> [STATED PROBLEM]
Could you rewrite the items below with each "tree line" replaced by "forest edge", changing nothing else and leaving out the pictures?

** start of SOURCE DATA **

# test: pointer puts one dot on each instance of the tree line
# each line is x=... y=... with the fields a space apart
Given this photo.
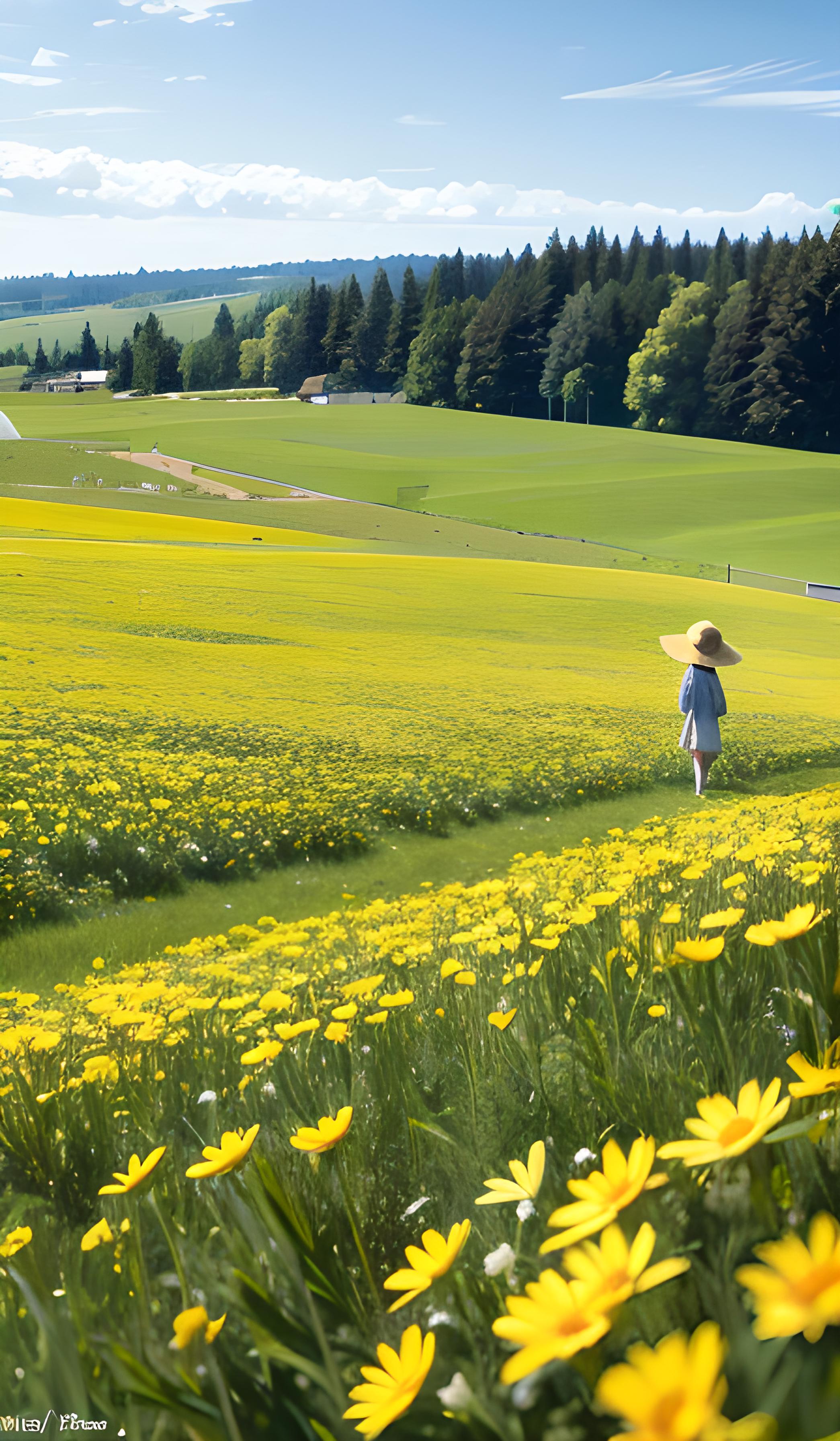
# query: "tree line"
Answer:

** end of SOURCE DATA **

> [COMPLETE OUTPUT]
# test: pointer puts one dot on each instance of the forest edge
# each line is x=... y=... with the fields a space apart
Given this photo.
# query: "forest edge"
Answer:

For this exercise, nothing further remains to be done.